→ Verilen Metin:
○ ○ ○ ○ ○

Message
Allâh’ın; Zâtı nedir; Sıfatı nedir; Esmâsı nedir?
“Zât” kelimesi ile ne kastediliyor? “Sıfat” kelimesi ile ne kastediliyor? “Esmâ” kelimesi ile ne kastediliyor? Ne anlatılmak isteniyor? Önce bunu iyi anlamak lazım!
Bunu anlatmak için de, size şu misali vererek açıklamaya gayret edeyim...
Bir kişi “ben” der... “Ben” dediğin zaman sorarım! Nedir bu “ben” kelimesi ile işaret ettiğin şey? “Ben” kelimesini, sen bana izah etmek istediğin zaman, belli vasıflarından, özelliklerinden söz edersin ancak!
“Ben, canlı bir varlığım. Benim bir aklım var. Şuurum var. Belli bir dileme gücüm var. Belli birtakım şeyleri yaparım” dersin.
Bu tarif, gerçekte “ben” kelimesinin karşılığı, açıklaması değildir! “BEN”in, “ben” kelimesi ile işaret edilen varlığın, sahip olduğu özellikleri anlatma sadedinde yapılan bir açıklamadır.
Bana, “Hulûsi” adını vermişler.
“Kimdir Hulûsi” dediklerinde. “Benim” derim. “Peki, sen kimsin” diye bana sordukları zamanda “BEN” kelimesi ile işaret olunan orijin varlığı, ben anlatamam!
Yani, “Zât”ımı anlatamam... O, orijin varlığa “Zât” adı verilir tasavvufta!
“Zât”ımın sahip olduğu özellikleri yani sıfatları anlatmam mümkündür! Yani, vasıflarımı anlatırım. Bir diğer ifade ile sıfatlarımı, anlatırım!
Mesela; “Hayat” sıfatına sahibim ben... Hayatım olduğu için varım. Varlığım, hayatta olmamı açıklar! Demek ki, benim bir vasfım; Hayatta olmam!
Yani, “Hayy” isminin mânâsı bende mevcut olduğu için; hayatta olan, canlı bir varlığım! “Ben”im, bir vasfım bu!
Sonra, aklım var, şuurum var!

○ ○ ○ ○ ○

→ Çıkarılan Veriler:
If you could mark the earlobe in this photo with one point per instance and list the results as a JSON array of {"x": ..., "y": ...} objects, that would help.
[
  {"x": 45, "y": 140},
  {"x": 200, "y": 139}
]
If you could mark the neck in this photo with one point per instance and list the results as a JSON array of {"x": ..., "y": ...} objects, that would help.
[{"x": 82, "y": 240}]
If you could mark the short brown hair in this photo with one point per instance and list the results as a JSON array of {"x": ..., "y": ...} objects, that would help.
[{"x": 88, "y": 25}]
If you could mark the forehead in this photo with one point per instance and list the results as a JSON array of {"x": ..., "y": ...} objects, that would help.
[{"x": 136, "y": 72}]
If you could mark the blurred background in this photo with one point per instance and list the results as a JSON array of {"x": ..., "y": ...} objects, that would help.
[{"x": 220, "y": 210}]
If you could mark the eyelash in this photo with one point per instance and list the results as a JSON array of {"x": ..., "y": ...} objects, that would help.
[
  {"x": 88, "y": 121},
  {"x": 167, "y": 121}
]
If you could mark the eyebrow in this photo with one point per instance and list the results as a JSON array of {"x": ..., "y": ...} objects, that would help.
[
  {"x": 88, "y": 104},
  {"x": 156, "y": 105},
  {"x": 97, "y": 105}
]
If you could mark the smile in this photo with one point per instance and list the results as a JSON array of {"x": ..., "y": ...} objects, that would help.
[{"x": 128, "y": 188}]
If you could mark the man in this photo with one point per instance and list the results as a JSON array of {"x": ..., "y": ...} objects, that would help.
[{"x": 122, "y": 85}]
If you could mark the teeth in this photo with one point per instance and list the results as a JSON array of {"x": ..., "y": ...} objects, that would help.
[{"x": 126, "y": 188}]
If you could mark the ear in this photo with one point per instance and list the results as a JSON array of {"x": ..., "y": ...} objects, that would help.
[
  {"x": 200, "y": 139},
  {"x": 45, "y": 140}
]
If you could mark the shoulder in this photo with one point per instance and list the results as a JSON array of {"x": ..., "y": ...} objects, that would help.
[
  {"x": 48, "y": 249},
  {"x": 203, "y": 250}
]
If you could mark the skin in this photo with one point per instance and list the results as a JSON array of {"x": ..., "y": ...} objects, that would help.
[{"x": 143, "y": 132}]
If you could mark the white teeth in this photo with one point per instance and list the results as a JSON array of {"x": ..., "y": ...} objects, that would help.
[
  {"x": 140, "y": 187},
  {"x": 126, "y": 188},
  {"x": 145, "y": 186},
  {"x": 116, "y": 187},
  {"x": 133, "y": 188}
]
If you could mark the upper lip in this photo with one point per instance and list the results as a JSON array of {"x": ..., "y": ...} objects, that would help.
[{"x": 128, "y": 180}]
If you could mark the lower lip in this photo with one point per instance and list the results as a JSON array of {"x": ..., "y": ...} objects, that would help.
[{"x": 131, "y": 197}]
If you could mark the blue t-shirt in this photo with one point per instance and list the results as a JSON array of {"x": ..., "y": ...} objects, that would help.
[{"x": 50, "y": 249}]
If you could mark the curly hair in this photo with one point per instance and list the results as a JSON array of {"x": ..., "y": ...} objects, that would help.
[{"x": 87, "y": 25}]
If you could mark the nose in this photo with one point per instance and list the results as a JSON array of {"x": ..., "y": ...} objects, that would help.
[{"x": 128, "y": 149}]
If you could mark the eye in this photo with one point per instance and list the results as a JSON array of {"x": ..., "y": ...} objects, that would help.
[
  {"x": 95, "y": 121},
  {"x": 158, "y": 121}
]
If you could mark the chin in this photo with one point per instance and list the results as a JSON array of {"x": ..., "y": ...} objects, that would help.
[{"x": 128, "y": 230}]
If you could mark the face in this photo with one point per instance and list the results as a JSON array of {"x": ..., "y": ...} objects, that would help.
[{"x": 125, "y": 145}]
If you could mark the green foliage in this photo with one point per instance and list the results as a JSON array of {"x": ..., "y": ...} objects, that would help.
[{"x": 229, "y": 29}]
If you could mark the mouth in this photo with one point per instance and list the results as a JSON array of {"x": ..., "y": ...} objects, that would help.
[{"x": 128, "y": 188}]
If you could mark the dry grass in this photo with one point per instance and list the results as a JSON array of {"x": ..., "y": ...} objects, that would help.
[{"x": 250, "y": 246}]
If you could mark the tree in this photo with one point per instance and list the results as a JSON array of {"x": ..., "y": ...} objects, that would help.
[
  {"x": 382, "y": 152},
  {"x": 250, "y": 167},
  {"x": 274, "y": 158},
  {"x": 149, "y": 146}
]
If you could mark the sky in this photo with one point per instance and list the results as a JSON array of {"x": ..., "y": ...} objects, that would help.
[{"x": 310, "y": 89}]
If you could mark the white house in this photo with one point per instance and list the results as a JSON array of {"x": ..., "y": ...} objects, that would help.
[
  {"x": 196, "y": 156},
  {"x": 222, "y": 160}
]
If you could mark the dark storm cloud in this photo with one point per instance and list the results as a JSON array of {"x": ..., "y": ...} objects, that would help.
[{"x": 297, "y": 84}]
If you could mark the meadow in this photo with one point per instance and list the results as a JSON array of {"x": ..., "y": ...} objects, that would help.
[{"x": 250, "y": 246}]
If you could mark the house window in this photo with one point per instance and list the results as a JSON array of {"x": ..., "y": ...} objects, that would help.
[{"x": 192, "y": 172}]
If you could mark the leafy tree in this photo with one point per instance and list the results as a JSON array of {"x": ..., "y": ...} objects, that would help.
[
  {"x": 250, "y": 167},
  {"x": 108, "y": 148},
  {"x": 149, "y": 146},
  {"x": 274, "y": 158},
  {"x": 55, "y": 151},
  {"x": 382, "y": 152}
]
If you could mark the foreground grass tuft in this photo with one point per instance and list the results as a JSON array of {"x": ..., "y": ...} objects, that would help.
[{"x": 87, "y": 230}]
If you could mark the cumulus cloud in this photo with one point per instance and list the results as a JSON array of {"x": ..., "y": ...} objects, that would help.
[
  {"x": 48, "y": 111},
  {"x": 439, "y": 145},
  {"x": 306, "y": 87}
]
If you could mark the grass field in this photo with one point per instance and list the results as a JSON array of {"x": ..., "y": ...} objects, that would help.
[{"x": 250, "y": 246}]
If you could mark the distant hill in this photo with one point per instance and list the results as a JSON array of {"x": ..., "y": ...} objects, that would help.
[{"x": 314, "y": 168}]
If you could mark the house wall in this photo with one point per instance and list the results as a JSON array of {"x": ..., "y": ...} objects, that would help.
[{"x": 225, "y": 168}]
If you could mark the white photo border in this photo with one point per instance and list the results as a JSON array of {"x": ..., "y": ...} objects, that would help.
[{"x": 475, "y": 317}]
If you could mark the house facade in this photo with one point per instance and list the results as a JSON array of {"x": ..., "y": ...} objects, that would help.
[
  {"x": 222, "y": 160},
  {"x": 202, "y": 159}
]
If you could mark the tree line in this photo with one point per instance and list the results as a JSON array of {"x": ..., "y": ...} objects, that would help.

○ ○ ○ ○ ○

→ Görevler:
(1) Aşağıdaki (a), (b) ve (c) ifadelerinin Zât, sıfat ve esmâ üzerine metinle uyuşup uyuşmadığını evet ya da hayır ile belirtin ve her cevabı destekleyen sözleri metinden aynen alıntılayın.
(a) Tasavvufta orijin varlığa "Zât" adı verilir.
(b) Kişi, "ben" kelimesiyle işaret edilen orijin varlığı anlatabilir.
(c) "Hayy" isminin anlamı kişide bulunduğu için kişi canlı bir varlıktır.
(2) Zât, sıfat ve esmâ üzerine metnin "Bu tarif, gerçekte" sözlerinden "bir vasfım bu!" sözlerine kadar olan kısmını olduğu gibi yazıya geçirin.

→ Çözüm Listesi:
(1)
(a) Evet: "O, orijin varlığa “Zât” adı verilir tasavvufta!"
(b) Hayır: "“BEN” kelimesi ile işaret olunan orijin varlığı, ben anlatamam!"
(c) Evet: "“Hayy” isminin mânâsı bende mevcut olduğu için; hayatta olan, canlı bir varlığım!"

(2)
Bu tarif, gerçekte “ben” kelimesinin karşılığı, açıklaması değildir! “BEN”in, “ben” kelimesi ile işaret edilen varlığın, sahip olduğu özellikleri anlatma sadedinde yapılan bir açıklamadır.
Bana, “Hulûsi” adını vermişler.
“Kimdir Hulûsi” dediklerinde. “Benim” derim. “Peki, sen kimsin” diye bana sordukları zamanda “BEN” kelimesi ile işaret olunan orijin varlığı, ben anlatamam!
Yani, “Zât”ımı anlatamam... O, orijin varlığa “Zât” adı verilir tasavvufta!
“Zât”ımın sahip olduğu özellikleri yani sıfatları anlatmam mümkündür! Yani, vasıflarımı anlatırım. Bir diğer ifade ile sıfatlarımı, anlatırım!
Mesela; “Hayat” sıfatına sahibim ben... Hayatım olduğu için varım. Varlığım, hayatta olmamı açıklar! Demek ki, benim bir vasfım; Hayatta olmam!
Yani, “Hayy” isminin mânâsı bende mevcut olduğu için; hayatta olan, canlı bir varlığım! “Ben”im, bir vasfım bu!